▶ **EXERCISE DETAILS**
Pull out every line of the material below that contains the word "young", copying each one in full.
** Start of DATASET RECORDS **
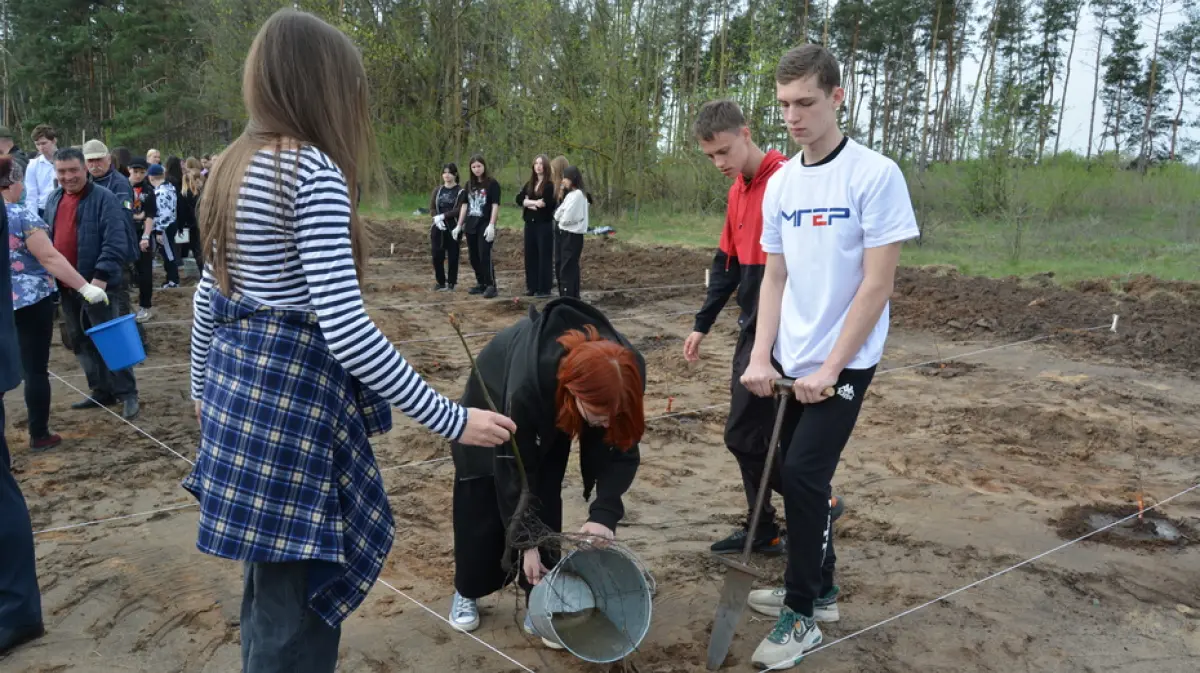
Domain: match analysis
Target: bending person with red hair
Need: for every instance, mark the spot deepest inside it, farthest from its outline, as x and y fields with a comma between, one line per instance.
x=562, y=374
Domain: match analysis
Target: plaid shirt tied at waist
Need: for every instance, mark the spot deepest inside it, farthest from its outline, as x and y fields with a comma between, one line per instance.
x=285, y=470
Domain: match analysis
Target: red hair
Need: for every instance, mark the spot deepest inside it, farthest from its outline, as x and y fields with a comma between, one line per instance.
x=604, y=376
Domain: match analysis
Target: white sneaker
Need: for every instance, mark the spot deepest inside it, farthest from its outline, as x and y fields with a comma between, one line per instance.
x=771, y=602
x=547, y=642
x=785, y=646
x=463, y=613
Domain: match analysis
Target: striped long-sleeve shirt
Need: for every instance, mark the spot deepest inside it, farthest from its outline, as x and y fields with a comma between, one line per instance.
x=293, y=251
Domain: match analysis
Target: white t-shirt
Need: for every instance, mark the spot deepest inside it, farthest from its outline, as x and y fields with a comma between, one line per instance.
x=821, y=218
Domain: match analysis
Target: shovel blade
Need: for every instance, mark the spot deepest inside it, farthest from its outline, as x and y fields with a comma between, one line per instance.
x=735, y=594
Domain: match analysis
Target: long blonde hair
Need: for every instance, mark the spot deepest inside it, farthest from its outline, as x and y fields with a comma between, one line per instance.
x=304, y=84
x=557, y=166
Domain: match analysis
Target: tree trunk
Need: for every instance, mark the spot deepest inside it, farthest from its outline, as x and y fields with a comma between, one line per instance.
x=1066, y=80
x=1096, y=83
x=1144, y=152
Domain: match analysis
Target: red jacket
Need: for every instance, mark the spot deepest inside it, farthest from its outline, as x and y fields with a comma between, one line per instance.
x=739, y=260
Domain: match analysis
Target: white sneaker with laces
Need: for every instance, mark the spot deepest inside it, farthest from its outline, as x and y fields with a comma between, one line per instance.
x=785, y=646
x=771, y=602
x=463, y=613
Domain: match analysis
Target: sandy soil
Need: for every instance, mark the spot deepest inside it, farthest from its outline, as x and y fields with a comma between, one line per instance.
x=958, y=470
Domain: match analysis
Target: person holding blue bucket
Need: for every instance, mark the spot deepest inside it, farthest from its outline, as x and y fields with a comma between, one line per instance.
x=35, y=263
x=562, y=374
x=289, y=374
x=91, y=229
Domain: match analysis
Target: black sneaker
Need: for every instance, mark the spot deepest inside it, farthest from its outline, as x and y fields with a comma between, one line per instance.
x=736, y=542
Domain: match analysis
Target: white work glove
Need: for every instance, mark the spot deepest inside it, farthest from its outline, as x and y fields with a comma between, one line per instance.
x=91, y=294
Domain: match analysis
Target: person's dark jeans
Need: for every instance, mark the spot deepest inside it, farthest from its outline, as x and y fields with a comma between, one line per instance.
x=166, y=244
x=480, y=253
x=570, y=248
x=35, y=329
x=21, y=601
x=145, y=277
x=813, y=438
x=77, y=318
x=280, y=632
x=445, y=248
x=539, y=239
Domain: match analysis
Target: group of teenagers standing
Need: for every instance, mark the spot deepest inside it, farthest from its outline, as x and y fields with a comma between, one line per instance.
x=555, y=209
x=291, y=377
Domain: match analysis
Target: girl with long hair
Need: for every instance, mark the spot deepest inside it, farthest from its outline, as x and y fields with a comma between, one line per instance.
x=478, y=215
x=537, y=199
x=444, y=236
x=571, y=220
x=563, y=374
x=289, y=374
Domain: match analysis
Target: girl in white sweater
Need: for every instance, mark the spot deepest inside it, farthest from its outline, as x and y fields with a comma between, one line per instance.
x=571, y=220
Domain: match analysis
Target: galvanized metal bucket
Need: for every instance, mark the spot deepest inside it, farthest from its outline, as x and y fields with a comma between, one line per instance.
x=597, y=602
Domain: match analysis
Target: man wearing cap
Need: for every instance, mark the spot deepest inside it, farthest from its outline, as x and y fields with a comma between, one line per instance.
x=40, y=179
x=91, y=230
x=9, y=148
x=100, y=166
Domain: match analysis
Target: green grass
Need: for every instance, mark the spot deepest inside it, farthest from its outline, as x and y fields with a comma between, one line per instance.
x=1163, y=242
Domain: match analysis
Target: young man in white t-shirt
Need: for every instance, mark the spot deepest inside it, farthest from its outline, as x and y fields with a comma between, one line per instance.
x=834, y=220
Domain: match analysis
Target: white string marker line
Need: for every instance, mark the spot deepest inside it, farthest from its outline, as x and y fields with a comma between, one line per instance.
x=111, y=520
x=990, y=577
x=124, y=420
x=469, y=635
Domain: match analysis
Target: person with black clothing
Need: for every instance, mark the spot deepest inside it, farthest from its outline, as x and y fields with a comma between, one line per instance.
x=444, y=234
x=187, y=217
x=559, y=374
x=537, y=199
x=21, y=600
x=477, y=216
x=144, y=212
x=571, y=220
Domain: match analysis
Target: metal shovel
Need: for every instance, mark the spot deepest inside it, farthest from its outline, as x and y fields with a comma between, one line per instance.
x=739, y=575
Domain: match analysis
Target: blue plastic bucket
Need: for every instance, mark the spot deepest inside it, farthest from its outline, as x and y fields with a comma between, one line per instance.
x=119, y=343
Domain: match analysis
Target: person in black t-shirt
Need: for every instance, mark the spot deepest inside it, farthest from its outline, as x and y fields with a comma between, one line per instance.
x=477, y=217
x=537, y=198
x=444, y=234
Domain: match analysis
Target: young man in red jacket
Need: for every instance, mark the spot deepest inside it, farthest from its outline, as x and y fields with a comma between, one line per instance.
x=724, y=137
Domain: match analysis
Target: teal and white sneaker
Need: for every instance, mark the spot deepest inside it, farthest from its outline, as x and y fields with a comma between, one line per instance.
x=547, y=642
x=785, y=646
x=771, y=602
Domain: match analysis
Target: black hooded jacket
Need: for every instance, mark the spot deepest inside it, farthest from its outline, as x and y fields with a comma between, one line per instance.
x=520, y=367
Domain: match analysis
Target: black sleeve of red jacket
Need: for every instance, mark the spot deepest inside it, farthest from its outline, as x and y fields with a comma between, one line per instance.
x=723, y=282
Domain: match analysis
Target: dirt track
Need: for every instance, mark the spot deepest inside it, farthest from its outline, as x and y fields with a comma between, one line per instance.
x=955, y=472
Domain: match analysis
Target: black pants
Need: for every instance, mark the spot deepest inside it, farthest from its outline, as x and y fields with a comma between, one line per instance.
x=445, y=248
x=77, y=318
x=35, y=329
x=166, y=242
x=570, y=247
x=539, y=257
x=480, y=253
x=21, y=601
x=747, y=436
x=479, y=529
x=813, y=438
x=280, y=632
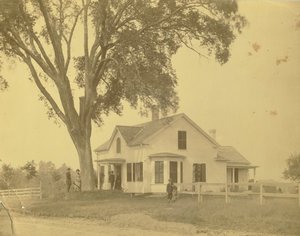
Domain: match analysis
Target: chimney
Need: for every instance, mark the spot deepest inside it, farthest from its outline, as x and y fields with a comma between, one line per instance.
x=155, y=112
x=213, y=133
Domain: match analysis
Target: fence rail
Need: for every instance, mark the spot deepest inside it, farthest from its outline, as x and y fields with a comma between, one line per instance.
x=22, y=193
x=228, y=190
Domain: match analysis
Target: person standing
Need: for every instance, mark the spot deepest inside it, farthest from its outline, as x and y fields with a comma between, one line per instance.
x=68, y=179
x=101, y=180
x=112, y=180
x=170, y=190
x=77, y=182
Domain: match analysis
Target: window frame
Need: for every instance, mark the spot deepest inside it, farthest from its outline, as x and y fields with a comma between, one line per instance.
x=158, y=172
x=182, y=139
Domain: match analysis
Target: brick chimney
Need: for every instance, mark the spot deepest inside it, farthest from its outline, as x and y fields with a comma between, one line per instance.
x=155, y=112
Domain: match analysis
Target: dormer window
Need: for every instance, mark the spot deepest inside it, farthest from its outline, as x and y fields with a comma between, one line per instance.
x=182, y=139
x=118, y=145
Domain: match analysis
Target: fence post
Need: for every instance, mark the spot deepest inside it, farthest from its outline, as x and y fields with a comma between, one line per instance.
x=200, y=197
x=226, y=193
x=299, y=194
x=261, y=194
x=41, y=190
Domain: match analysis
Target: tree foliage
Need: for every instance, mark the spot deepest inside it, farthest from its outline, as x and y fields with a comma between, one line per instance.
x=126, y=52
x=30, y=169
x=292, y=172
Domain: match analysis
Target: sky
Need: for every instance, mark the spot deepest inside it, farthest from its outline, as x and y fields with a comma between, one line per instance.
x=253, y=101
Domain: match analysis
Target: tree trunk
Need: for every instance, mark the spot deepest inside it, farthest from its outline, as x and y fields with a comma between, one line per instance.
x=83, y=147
** End of DATASET RECORDS **
▶ **WRITTEN RESPONSE**
Target: young man in white t-shirt
Target: young man in red jacket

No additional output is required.